▶ _Passage provided_

--------------------

For twenty-five years,  Alan Bates has led his fellow sub postmasters in a fight to clear their names. In 2017, 555 of them took legal action against the Post Office in the civil courts, and in 2019  a judge ruled that the software was defective, and in an out of court settlement, compensation, largely swallowed up by legal fees, was paid. This did however  open the way  for the sub postmasters to challenge their convictions and over a hundred have been quashed. In 2021 the government set up a Public Enquiry to investigate malpractice by the Post Office.

Recently a TV drama series, Mr. Bates vs. the Post Office, recounted these events. Since then, the government has announced plans for legislation to provide a blanket exoneration for all the wrongly convicted, and for the Post Office to pay compensation to all the victims of false accusations, but progress is slow. To date more than sixty people have died waiting for justice.

--------------------

▶ _Records from a dataset_
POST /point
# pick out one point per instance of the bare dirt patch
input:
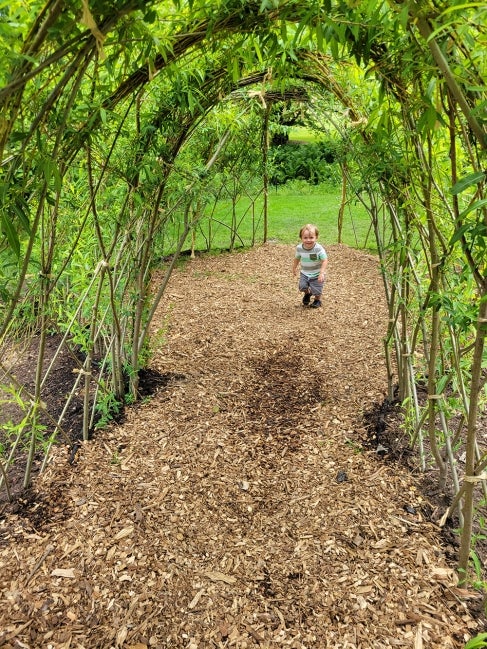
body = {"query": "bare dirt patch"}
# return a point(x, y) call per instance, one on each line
point(237, 507)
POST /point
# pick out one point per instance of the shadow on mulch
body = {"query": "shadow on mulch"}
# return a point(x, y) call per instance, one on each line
point(22, 501)
point(385, 436)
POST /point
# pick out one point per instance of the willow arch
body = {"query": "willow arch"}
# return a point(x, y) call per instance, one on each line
point(90, 138)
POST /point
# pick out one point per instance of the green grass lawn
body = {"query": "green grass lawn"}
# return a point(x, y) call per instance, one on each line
point(289, 208)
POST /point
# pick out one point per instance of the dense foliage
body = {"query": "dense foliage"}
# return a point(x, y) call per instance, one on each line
point(122, 126)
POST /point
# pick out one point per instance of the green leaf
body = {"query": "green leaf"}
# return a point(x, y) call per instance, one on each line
point(467, 181)
point(11, 234)
point(474, 206)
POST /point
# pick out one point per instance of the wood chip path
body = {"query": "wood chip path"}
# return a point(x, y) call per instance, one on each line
point(236, 507)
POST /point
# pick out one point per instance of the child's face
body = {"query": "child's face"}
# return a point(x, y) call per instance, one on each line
point(308, 238)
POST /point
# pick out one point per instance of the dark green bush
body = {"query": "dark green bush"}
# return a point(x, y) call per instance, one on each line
point(314, 162)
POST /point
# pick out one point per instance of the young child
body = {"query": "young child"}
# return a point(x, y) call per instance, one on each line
point(313, 259)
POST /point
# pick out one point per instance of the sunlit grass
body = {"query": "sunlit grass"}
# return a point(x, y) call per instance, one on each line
point(289, 208)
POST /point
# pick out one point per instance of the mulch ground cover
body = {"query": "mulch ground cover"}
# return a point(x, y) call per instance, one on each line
point(237, 506)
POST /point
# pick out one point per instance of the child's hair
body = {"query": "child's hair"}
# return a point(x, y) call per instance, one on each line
point(311, 228)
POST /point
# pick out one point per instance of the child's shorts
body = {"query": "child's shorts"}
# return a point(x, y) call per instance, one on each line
point(310, 283)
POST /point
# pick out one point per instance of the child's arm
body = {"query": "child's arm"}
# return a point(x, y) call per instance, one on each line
point(321, 276)
point(295, 265)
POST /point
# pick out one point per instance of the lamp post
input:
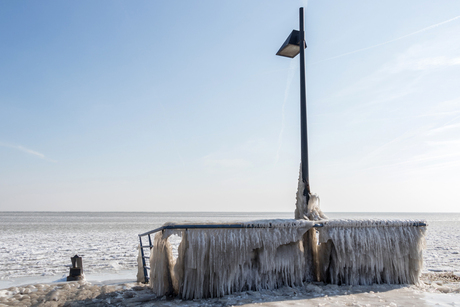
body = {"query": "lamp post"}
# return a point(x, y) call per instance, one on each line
point(295, 44)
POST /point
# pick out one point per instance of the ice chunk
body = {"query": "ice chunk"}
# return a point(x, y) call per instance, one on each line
point(370, 251)
point(216, 262)
point(309, 210)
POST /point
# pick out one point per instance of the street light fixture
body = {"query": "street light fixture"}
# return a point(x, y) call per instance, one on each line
point(290, 48)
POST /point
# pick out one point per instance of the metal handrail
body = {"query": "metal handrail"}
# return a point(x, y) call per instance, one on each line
point(211, 226)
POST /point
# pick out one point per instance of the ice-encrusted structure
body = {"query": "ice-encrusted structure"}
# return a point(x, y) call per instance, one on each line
point(267, 254)
point(307, 206)
point(363, 252)
point(270, 253)
point(216, 262)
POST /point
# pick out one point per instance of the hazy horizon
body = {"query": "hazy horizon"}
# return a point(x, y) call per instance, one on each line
point(122, 106)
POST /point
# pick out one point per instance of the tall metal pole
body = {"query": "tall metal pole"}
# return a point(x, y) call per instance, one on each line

--------------------

▶ _Tasks to perform_
1 > Rewrite the records as a numbered list, starting at their first line and ending after the line that contains "point(308, 238)", with blank lines dropped. Omit the pictures from the list.
2 > Continue the passage about the sub postmasters' fight against the Post Office from where it ends.
The records are unrelated to the text.

▶ _The answers_
1 >
1. POST /point
2. # pick out one point per instance of the bare dirt patch
3. input:
4. body = {"query": "bare dirt patch"}
5. # return a point(x, y) call per instance, one on each line
6. point(237, 507)
7. POST /point
8. # pick out one point per instance of the shadow on mulch
9. body = {"query": "shadow on mulch"}
10. # return a point(x, y) call per instance, one on each line
11. point(22, 501)
12. point(385, 436)
13. POST /point
14. # pick out one point per instance of the willow arch
15. body = {"query": "willow arch"}
16. # return a point(x, y) call per instance, one on each line
17. point(90, 138)
18. POST /point
19. # pick out one point per instance of the green grass lawn
20. body = {"query": "green grass lawn"}
21. # return a point(x, y) call per instance, one on each line
22. point(289, 208)
23. POST /point
24. # pick out one point per instance of the dense foliage
25. body = {"query": "dense foliage"}
26. # return a point(x, y) call per instance, one on each line
27. point(122, 126)
28. POST /point
29. # pick out one point per instance of the green leaf
30. body = {"query": "green leaf"}
31. # return a point(x, y) call per instance, one on each line
32. point(467, 181)
33. point(11, 234)
34. point(474, 206)
35. POST /point
36. # pick out one point per instance of the wood chip path
37. body = {"query": "wood chip path"}
38. # return a point(x, y) call per instance, one on each line
39. point(236, 507)
40. POST /point
41. # pick out one point per instance of the child's face
42. body = {"query": "child's face"}
43. # return a point(x, y) call per instance, one on each line
44. point(308, 238)

2 >
There had been a postal system of sorts in Britain since the seventeenth century, but it was only in 1840 that Rowland Hill introduced a uniform system with prepayment evidenced by the attachment of a Penny Black postage stamp. Previously the post had been mismanaged, expensive and slow, the rates complex. Payment had been made by the recipient who could refuse delivery. An apocryphal story suggests that Rowland Hill’s concern was aroused after seeing a young woman too poor to claim the letter sent by her fiancée. Hill’s system was speedy, cheap, and dependable. The number of letters sent doubled in the first year and the increase in volume continued. By the late nineteenth century London had between six and twelve mail  deliveries per day. Elsewhere there were four deliveries. It was possible to post in the morning and receive a reply by evening.

The name of Rowland Hill is forever associated with the post, and he is commemorated by statues in Kidderminster, Birmingham, and London, and, the ultimate accolade, a burial in Westminster Abbey. The Abbey is a magnificent building but within lies a mess of centuries of haphazard graves and memorials treading on each other’s toes as they vie for space. Nonetheless Rowland Hill secured both a memorial and grave. In 1879 his was the last arrival amongst  the distinctly crowded and overwrought tombs in St. Paul’s Chapel. His bust peers down at a modest stone marker set into the floor.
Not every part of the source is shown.